Note
This page was generated from docs/notebooks/plasma/atomic_data_analysis.ipynb.
Typical atomic data used in PHiX#
[1]:
import numpy as np
from matplotlib import pyplot as plt
from raysect.optical import World
from cherab.phix.plasma import import_plasma
plt.rcParams["font.size"] = 14
plt.rcParams["figure.dpi"] = 150
[2]:
world = World()
plasma, eq = import_plasma(world)
loading plasma (data from: phix10)...
The photon emission models used in PHiX are listed as follows:
[3]:
[i for i in plasma.models]
[3]:
[<PlasmaModel - Bremsstrahlung>,
<ExcitationLine: element=hydrogen, charge=0, transition=(3, 2)>,
<ExcitationLine: element=hydrogen, charge=0, transition=(4, 2)>,
<ExcitationLine: element=hydrogen, charge=0, transition=(5, 2)>,
<ExcitationLine: element=hydrogen, charge=0, transition=(6, 2)>,
<RecombinationLine: element=hydrogen, charge=0, transition=(3, 2)>,
<RecombinationLine: element=hydrogen, charge=0, transition=(4, 2)>,
<RecombinationLine: element=hydrogen, charge=0, transition=(5, 2)>,
<RecombinationLine: element=hydrogen, charge=0, transition=(6, 2)>]
Species taken into account are listed below as well.

● **Information shown**:
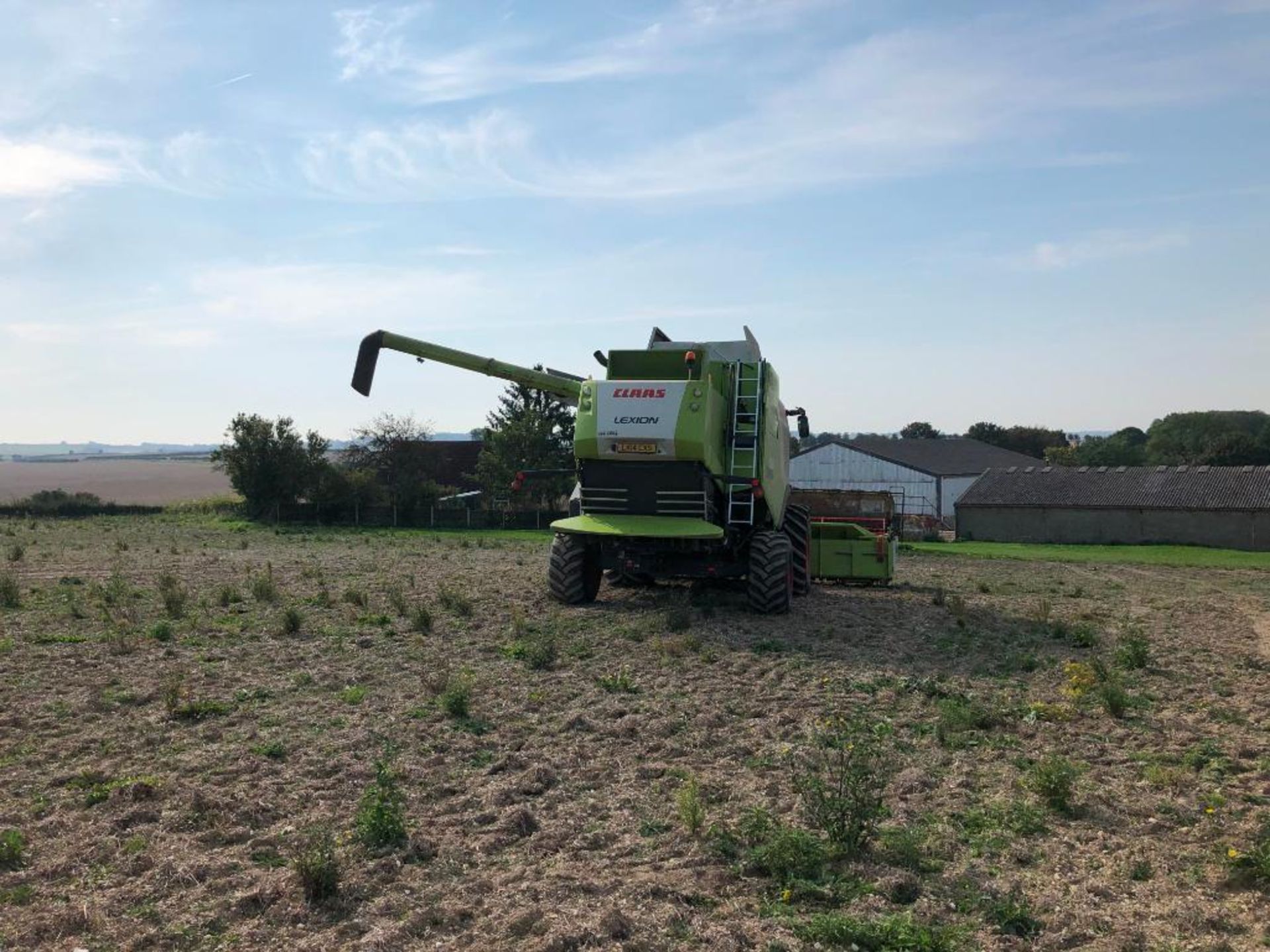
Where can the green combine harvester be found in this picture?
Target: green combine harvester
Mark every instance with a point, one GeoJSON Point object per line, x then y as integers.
{"type": "Point", "coordinates": [681, 462]}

● **Challenge A**:
According to the PHiX atomic data page, what does the step `[i for i in plasma.models]` show? Answer in one to three sentences.
● **Challenge B**:
Continue the PHiX atomic data page, starting right after its final sentence.

● **Task result A**:
It lists the photon emission models used in PHiX. These are a bremsstrahlung model plus hydrogen excitation and recombination lines for the transitions (3, 2), (4, 2), (5, 2) and (6, 2).

● **Task result B**:
[4]:
species = [i for i in plasma.composition]
print(species)
[<Species: element=hydrogen, charge=0>, <Species: element=hydrogen, charge=1>]
Plotting Photon Emissivity Coefficient (PEC) vs \(T_\text{e}\) for hydrogen transitions#
Plasma emissivity driven by the electron transition from \(j\) to \(i\) : \(\epsilon_{j\rightarrow i}\) [\(\text{W/m}^3\)] is represented by the following expression:
\[\epsilon_{j\rightarrow i} = \sum_\rho \text{PEC}_{\rho, j\rightarrow i}^\text{(exc)}(n_\text{e}, T_\text{e})n_\text{e} n_Z(\rho) + \sum_\nu \text{PEC}_{\nu, j\rightarrow i}^\text{(rec)}(n_\text{e}, T_\text{e})n_\text{e} n_{Z+1}(\nu),\]
where, \(n_\text{e}\): electron density, \(T_\text{e}\): electron temperature, \(n_Z(\rho)\): population number density \(Z\) ions.
[5]:
temp = [10**x for x in np.linspace(np.log10(1), np.log10(1000), num=100)]
dens = [17, 20] # 10^x [m^-3]
pec_exc = plasma.atomic_data.impact_excitation_pec(species[0].element, species[0].charge, (3, 2))
pec_rem = plasma.atomic_data.recombination_pec(species[0].element, species[0].charge, (3, 2))
fig, ax = plt.subplots(figsize=(8, 6))
ax.loglog(temp, [pec_exc(10 ** dens[0], te) for te in temp], "C0")
ax.loglog(temp, [pec_rem(10 ** dens[0], te) for te in temp], "C1")
ax.loglog(temp, [pec_exc(10 ** dens[1], te) for te in temp], "C0", linestyle="--")
ax.loglog(temp, [pec_rem(10 ** dens[1], te) for te in temp], "C1", linestyle="--")
dens_index1 = str(dens[0])
dens_index2 = str(dens[1])
ax.legend(
[
"Excitation $n_e=10^{}$$^{}$ m$^{}$$^{}$".format(dens_index1[0], dens_index1[1], "-", "3"),
"Recombination $n_e=10^{}$$^{}$ m$^{}$$^{}$".format(
dens_index1[0], dens_index1[1], "-", "3"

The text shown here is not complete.